The term “blood libel” was coined to describe a centuries-old false allegation that Jews murder Christian children to use their blood in the baking of Passover matzo (unleavened bread). Blood libels were invented and used to inflame hatred of Jews, and often led to mob violence and pogroms, many of which decimated entire Jewish communities.

Blood libels are a tactic beloved by–but not limited to–anti-Semites. If you want to arouse public passions against any group you detest, such libels–updated for use in a (slightly) more  advanced age– remain useful mechanisms. (Think of all those accusations about black men “deflowering” Southern white women.)

It’s just so easy in the age of the Internet. Find an accusation you like, or a “fact” you can use to support the argument you want to make, and just cut, paste and forward.

And as Ed Brayton documents, elected officials aren’t above employing these tactics.

Kris Kobach, a first-class bigot and liar who chairs Trump’s voter fraud commission, also writes a column for Breitbart.com. Well, he kinda writes it. What he actually does, as Media Matters documents, is cut and paste from chain emails and racists to justify lying about immigrants and crime.
Brayton quotes from Kobach’s recent column, in which he claims that 75 percent of the people on most wanted lists in Los Angeles, Phoenix and Albuquerque are illegal aliens, and that 53 percent of burglaries investigated in California, Nevada, Arizona, New Mexico, and Texas are committed by illegal aliens.

━━━

■ **EXERCISE INSTRUCTIONS**
**A.** Update the piece on blood libels from "Blood libels are" and going on through "employing these tactics.", putting "web" in place of "Internet".
**B.** In the piece on blood libels, what commission does Kris Kobach chair?
**C.** Pick up the piece on blood libels from its last sentence and keep writing it.

━━━

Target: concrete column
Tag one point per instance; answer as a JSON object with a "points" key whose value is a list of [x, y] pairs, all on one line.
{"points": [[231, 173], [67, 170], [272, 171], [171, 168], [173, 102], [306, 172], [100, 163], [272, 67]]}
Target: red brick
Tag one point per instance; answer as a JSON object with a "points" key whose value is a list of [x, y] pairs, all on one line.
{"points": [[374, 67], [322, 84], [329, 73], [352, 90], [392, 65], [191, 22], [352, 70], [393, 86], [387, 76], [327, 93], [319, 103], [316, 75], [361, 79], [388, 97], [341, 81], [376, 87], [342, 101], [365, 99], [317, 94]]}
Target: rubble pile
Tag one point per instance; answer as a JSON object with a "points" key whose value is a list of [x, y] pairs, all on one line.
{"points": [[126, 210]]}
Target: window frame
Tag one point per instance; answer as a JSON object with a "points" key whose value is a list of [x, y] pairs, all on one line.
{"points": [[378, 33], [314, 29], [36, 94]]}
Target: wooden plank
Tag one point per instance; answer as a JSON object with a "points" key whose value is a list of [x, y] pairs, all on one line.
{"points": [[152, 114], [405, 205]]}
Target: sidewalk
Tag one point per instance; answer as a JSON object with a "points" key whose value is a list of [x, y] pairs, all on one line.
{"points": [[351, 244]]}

━━━

■ **RESPONSES BY ITEM NUMBER**
**A.**
Blood libels are a tactic beloved by–but not limited to–anti-Semites. If you want to arouse public passions against any group you detest, such libels–updated for use in a (slightly) more  advanced age– remain useful mechanisms. (Think of all those accusations about black men “deflowering” Southern white women.)

It’s just so easy in the age of the web. Find an accusation you like, or a “fact” you can use to support the argument you want to make, and just cut, paste and forward.

And as Ed Brayton documents, elected officials aren’t above employing these tactics.

**B.** Trump's voter fraud commission.

**C.**
Kobach cites two sources for these claims: one is the INS/FBI Statistical Report on Undocumented Immigrants.” and the other is from a piece by “Peter B. Gemma” for the ConstitutionParty.com. The INS ceased to exist in 2003, after the Department of Homeland Security was created, and Gemma is known as a racist who has worked for the white supremacist Council of Conservative Citizens and has been a “part of the American Holocaust denial movement.”
Other manifestations of this sort of targeted dishonesty are less blatant, but they still serve bigotries aimed at disfavored groups. The Gainesville Times recently referred to one of them as “zombies that won’t die.”

A staple of horror movies popular around Halloween is the ubiquitous “monster that won’t die.” Be they zombies, Dracula, Freddy Krueger, killers in hockey masks or Godzilla, the demons of our imagination never succumb to mortal fate, as least as long as another sequel is in the offing.

Sometimes, bad ideas by politicians stalk the innocent wearing the same ghoulish pallor of the undead, springing back to life whenever we think the coast is clear. One such Walking Dead issue is a religious liberty proposal that some think we can’t live with and others believe we can’t live without, and waits in the bushes for another victim.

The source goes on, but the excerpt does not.